Excerpts of annotation records:
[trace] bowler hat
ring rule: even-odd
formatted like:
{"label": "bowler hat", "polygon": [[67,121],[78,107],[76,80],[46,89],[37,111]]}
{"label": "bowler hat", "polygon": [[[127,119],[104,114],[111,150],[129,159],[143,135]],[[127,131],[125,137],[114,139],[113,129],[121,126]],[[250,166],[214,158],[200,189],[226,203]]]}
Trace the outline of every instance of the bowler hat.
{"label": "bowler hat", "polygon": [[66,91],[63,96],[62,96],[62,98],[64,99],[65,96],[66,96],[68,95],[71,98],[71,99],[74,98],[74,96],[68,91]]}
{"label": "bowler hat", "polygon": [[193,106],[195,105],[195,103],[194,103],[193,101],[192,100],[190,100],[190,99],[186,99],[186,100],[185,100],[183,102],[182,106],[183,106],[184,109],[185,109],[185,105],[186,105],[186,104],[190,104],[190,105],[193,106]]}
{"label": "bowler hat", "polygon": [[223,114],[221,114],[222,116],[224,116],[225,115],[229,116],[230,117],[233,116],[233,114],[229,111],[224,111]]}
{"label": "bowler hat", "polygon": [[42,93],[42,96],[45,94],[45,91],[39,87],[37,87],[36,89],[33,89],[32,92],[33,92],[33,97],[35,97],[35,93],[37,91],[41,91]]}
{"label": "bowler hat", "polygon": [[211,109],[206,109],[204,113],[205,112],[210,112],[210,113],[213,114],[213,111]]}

● **WHAT YOU SHOULD DO**: Can you transcribe every line of the records above exactly as they appear?

● **SOLUTION TO THE EXERCISE**:
[trace] bowler hat
ring rule: even-odd
formatted like:
{"label": "bowler hat", "polygon": [[67,121],[78,107],[76,80],[46,89],[37,111]]}
{"label": "bowler hat", "polygon": [[[127,119],[104,114],[111,150],[129,159],[143,135]],[[127,131],[125,137],[114,139],[113,129],[121,126]],[[250,166],[214,158],[200,189],[226,203]]]}
Trace the outline of every instance of the bowler hat.
{"label": "bowler hat", "polygon": [[66,91],[63,96],[62,96],[62,98],[64,99],[65,96],[66,96],[68,95],[71,98],[71,99],[74,98],[74,96],[68,91]]}
{"label": "bowler hat", "polygon": [[193,106],[195,105],[195,103],[194,103],[193,101],[192,100],[190,100],[190,99],[186,99],[186,100],[185,100],[183,102],[182,106],[183,106],[184,109],[185,109],[185,105],[186,105],[186,104],[190,104],[190,105],[193,106]]}
{"label": "bowler hat", "polygon": [[223,114],[221,114],[222,116],[224,116],[225,115],[229,116],[230,117],[233,116],[233,114],[229,111],[224,111]]}
{"label": "bowler hat", "polygon": [[42,93],[42,96],[45,94],[45,91],[39,87],[37,87],[36,89],[33,89],[32,92],[33,92],[33,97],[35,97],[35,93],[37,91],[41,91]]}
{"label": "bowler hat", "polygon": [[211,109],[206,109],[204,113],[205,112],[210,112],[210,113],[213,114],[213,111]]}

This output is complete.